**To do:**
Give back every record word for word, but keep the pictures out.

Image point grounding data:
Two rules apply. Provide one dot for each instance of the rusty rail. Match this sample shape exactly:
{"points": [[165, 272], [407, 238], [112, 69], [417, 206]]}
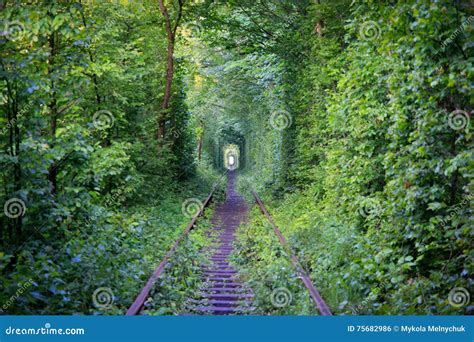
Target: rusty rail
{"points": [[319, 301], [137, 305]]}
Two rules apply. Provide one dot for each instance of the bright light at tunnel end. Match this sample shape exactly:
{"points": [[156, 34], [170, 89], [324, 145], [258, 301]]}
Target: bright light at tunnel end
{"points": [[231, 157]]}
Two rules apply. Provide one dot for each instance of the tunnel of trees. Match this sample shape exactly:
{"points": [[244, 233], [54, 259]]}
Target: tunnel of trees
{"points": [[351, 119]]}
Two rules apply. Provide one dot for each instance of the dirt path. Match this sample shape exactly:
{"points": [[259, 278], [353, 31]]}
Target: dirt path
{"points": [[223, 293]]}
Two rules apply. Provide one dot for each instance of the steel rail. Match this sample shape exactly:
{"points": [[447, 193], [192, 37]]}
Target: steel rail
{"points": [[137, 305], [319, 301]]}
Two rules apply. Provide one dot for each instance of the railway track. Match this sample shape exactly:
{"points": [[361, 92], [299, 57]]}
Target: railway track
{"points": [[223, 293]]}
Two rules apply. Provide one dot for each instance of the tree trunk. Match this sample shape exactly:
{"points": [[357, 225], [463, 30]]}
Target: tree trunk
{"points": [[170, 35], [53, 109]]}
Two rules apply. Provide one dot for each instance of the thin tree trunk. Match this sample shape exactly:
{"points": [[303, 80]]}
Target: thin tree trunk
{"points": [[170, 35], [53, 108], [318, 29]]}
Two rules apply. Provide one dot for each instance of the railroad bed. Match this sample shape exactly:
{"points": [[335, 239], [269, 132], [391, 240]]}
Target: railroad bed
{"points": [[222, 292]]}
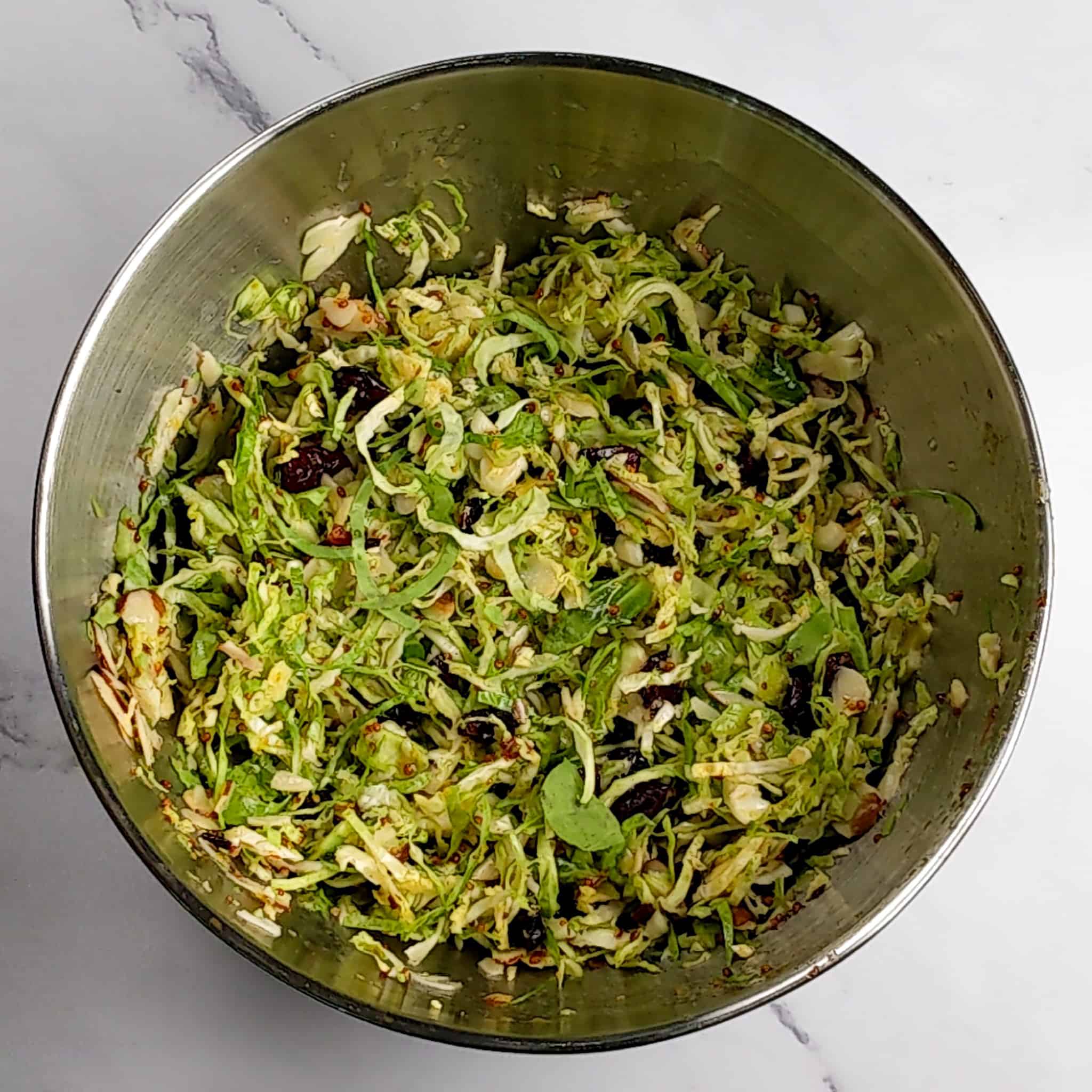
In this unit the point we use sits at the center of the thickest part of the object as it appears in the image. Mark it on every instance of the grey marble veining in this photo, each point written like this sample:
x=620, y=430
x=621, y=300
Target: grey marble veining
x=104, y=982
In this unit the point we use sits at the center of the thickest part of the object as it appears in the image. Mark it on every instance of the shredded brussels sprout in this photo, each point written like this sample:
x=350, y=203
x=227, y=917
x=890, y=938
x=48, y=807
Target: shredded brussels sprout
x=569, y=607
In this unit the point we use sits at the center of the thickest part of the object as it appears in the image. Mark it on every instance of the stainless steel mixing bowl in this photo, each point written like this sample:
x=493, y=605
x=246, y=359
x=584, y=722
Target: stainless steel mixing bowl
x=794, y=206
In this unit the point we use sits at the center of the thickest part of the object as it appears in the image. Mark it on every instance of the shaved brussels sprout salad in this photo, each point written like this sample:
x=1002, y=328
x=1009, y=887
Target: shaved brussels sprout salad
x=567, y=609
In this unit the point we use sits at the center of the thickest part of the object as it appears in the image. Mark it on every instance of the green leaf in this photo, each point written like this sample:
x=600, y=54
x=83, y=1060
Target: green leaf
x=710, y=373
x=447, y=557
x=599, y=683
x=201, y=652
x=252, y=795
x=777, y=379
x=847, y=621
x=534, y=326
x=591, y=826
x=527, y=430
x=952, y=499
x=612, y=603
x=805, y=644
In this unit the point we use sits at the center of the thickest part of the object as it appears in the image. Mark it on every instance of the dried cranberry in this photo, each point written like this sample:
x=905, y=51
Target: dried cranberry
x=752, y=470
x=470, y=513
x=527, y=930
x=606, y=529
x=833, y=663
x=655, y=696
x=657, y=661
x=438, y=660
x=404, y=714
x=649, y=799
x=370, y=390
x=478, y=729
x=311, y=461
x=660, y=555
x=635, y=917
x=622, y=732
x=797, y=706
x=599, y=454
x=633, y=759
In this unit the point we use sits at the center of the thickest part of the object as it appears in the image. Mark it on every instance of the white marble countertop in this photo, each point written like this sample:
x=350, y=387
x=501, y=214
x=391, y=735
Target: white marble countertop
x=111, y=107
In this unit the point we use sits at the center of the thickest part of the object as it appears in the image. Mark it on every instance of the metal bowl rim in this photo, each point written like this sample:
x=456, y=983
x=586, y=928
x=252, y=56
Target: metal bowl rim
x=62, y=405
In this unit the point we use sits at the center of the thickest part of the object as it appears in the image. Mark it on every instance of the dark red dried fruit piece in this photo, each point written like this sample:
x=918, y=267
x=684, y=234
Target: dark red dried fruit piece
x=633, y=759
x=305, y=472
x=648, y=799
x=633, y=918
x=656, y=661
x=833, y=663
x=661, y=555
x=478, y=729
x=370, y=390
x=753, y=471
x=527, y=930
x=655, y=696
x=599, y=454
x=797, y=706
x=403, y=714
x=470, y=513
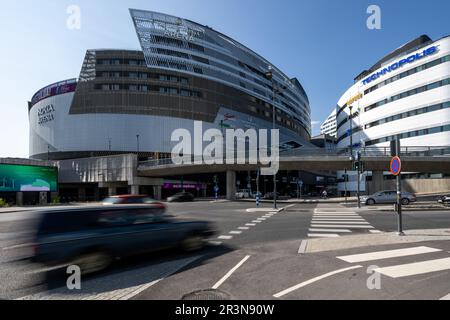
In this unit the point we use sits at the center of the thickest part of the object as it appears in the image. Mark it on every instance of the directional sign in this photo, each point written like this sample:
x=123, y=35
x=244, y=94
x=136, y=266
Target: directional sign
x=396, y=166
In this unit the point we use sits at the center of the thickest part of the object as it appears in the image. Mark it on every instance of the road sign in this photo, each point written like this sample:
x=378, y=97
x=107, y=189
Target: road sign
x=396, y=166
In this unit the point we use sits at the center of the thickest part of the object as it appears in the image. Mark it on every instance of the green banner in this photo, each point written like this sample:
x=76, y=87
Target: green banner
x=15, y=178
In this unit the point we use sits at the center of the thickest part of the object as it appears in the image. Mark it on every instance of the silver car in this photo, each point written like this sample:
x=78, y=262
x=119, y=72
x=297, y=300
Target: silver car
x=389, y=197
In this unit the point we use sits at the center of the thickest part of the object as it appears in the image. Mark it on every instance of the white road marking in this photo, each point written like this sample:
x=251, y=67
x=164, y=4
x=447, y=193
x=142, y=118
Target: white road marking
x=411, y=269
x=303, y=246
x=348, y=226
x=330, y=230
x=447, y=297
x=322, y=235
x=225, y=237
x=304, y=284
x=340, y=222
x=339, y=218
x=221, y=281
x=371, y=256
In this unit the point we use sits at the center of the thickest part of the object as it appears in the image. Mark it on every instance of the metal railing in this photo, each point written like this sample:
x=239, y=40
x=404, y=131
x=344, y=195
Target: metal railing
x=411, y=151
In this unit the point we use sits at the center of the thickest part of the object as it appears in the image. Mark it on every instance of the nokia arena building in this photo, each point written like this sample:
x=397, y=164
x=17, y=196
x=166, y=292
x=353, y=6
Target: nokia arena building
x=407, y=95
x=127, y=102
x=131, y=101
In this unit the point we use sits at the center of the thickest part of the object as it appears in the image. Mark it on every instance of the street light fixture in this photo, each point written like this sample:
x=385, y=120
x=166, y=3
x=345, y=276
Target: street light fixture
x=269, y=76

**Response:**
Two rules apply. Provide one dot for each instance of the rusty rail. Match this sample shape exactly:
{"points": [[165, 272], [407, 238], [112, 69], [417, 206]]}
Target: rusty rail
{"points": [[319, 301], [137, 305]]}
Two rules apply. Provide one dot for each instance of the bright light at tunnel end. Match this sample shape exactly:
{"points": [[156, 34], [170, 89], [324, 145], [258, 301]]}
Target: bright light at tunnel end
{"points": [[231, 157]]}
Two rules apply. Provide one dot for each instance of the tunnel of trees. Match this sample shape exactly:
{"points": [[244, 233], [54, 259]]}
Target: tunnel of trees
{"points": [[351, 119]]}
Two rules apply. Provide one dot for each instance of the dirt path. Match this sample shape exactly:
{"points": [[259, 278], [353, 31]]}
Target: dirt path
{"points": [[223, 293]]}
Two rules apply. Provide one dot for each instance of the steel rail. Match this sample shape exactly:
{"points": [[447, 193], [192, 37]]}
Target: steel rail
{"points": [[137, 305], [319, 301]]}
Two rules apply. Provide one dot for each instance of the railway track. Match this sample shape exactly:
{"points": [[361, 92], [299, 57]]}
Target: railway track
{"points": [[223, 293]]}
Two rules apply. Provide one dot for each instance of the tree trunk. Match this sample shape exactly:
{"points": [[357, 225], [463, 30]]}
Target: tree trunk
{"points": [[170, 35], [53, 109]]}
Two rules apply. Provide one dot for each instance of the thin tree trunk. Match this sample shape exactly:
{"points": [[303, 80]]}
Target: thin tree trunk
{"points": [[170, 35], [53, 108], [318, 29]]}
Two rules apply. Provide one dot for each instance of the railroad bed. Match this sample shape exactly:
{"points": [[335, 239], [269, 132], [391, 240]]}
Target: railroad bed
{"points": [[222, 292]]}
In this unit the point we use sits at the center of the thickest part of the object as it appears in the image. Mark it on every instance of the grey marble veining in this photo, each point written like this sample:
x=620, y=430
x=621, y=300
Target: grey marble veining
x=104, y=982
In this unit the point we use sits at the center of the thickest part of the object as it appears in the image. Mark it on every instance of the shredded brussels sprout in this photo, each point written like this sample:
x=350, y=203
x=227, y=917
x=890, y=938
x=48, y=807
Target: shredded brussels sprout
x=569, y=607
In this unit the point we use sits at the center of the thickest part of the object as it appears in the image. Mark it on every instance of the stainless steel mixing bowl in this photo, each point written like this sample:
x=493, y=605
x=246, y=359
x=584, y=722
Target: stainless steel mixing bowl
x=794, y=206
In this unit the point we use sits at the center of the thickest part of the object as it appears in the image. Mark it on every instance of the shaved brussels sprout salad in this photo, each point written like this sample:
x=1002, y=328
x=1009, y=887
Target: shaved brussels sprout salad
x=567, y=609
In this unit the point we use sits at the center of the thickest part of the object as it appears in the image. Mark it on every instance of the green leaf in this photo, each point written like this sample:
x=600, y=54
x=83, y=1060
Target: green leaf
x=710, y=373
x=447, y=557
x=599, y=683
x=201, y=652
x=252, y=795
x=777, y=379
x=847, y=621
x=534, y=326
x=591, y=826
x=527, y=430
x=952, y=499
x=612, y=603
x=805, y=644
In this unit the point we use sits at the center of the thickest part of the object as it appears in the image. Mark it on every instance of the dried cranberry in this photo, each point written like this sample:
x=905, y=51
Target: dried cranberry
x=752, y=470
x=470, y=513
x=527, y=930
x=606, y=529
x=833, y=663
x=655, y=696
x=657, y=661
x=438, y=660
x=404, y=714
x=649, y=799
x=370, y=390
x=478, y=729
x=311, y=461
x=660, y=555
x=635, y=917
x=622, y=732
x=797, y=706
x=599, y=454
x=633, y=759
In this unit the point we use sits at the center of the thickest part of the object as it appears in the image. Mark it on every instance of the white marble countertop in this photo, each point written like this sample:
x=350, y=387
x=501, y=214
x=391, y=735
Target: white marble countertop
x=111, y=107
In this unit the point we use sits at the center of the thickest part of the object as it appears in the image. Mark it on every instance of the metal bowl rim in this photo, each point written like this sample:
x=456, y=983
x=586, y=928
x=252, y=56
Target: metal bowl rim
x=62, y=405
In this unit the point we use sits at the center of the thickest part of the object as it appears in the image. Mark it on every instance of the dark red dried fruit piece in this photo, each point written like this sample:
x=918, y=267
x=684, y=234
Target: dark red dried fruit piece
x=633, y=759
x=305, y=472
x=648, y=799
x=633, y=918
x=656, y=661
x=833, y=663
x=661, y=555
x=478, y=729
x=370, y=390
x=753, y=471
x=527, y=930
x=655, y=696
x=599, y=454
x=797, y=706
x=403, y=714
x=470, y=513
In this unit the point we use sits at the center of the thickest part of the object as it appears in the image. Mark it on every instance of the directional sign in this photo, each point written like this sample:
x=123, y=35
x=244, y=94
x=136, y=266
Target: directional sign
x=396, y=166
In this unit the point we use sits at the center of the thickest part of the object as it appears in the image. Mark it on every instance of the road sign in this photo, each point written like this sample:
x=378, y=97
x=107, y=189
Target: road sign
x=396, y=166
In this unit the point we use sits at the center of the thickest part of the object as it appears in the image. Mark it on every instance of the green banner in this photo, each point written like this sample:
x=76, y=87
Target: green banner
x=15, y=178
In this unit the point we use sits at the center of the thickest part of the object as it appears in the image. Mark it on every instance of the silver car in this photo, each point written like this sample:
x=78, y=262
x=119, y=72
x=297, y=300
Target: silver car
x=389, y=197
In this unit the point we use sits at the center of the thickest part of the object as it appears in the image. Mark it on every instance of the white road marking in this photo, each point written like this sample:
x=251, y=67
x=164, y=4
x=447, y=193
x=142, y=118
Target: white road marking
x=411, y=269
x=303, y=246
x=348, y=226
x=330, y=230
x=447, y=297
x=322, y=235
x=225, y=237
x=304, y=284
x=340, y=222
x=339, y=218
x=221, y=281
x=371, y=256
In this unit the point we use sits at the center of the thickest part of the object as it appears in the image. Mark it on every instance of the metal railing in this photo, each point written like this sample:
x=239, y=40
x=404, y=131
x=344, y=195
Target: metal railing
x=411, y=151
In this unit the point we use sits at the center of the thickest part of the object as it appears in the image. Mark it on every instance of the nokia arena building in this photo, each point written like this sample:
x=397, y=164
x=17, y=196
x=166, y=292
x=353, y=6
Target: nokia arena building
x=407, y=95
x=127, y=102
x=131, y=101
In this unit the point we use sits at the center of the thickest part of the object as it appears in the image. Mark it on every instance of the street light fixture in this photo, each point written like this sample:
x=385, y=120
x=166, y=3
x=345, y=276
Target: street light fixture
x=269, y=76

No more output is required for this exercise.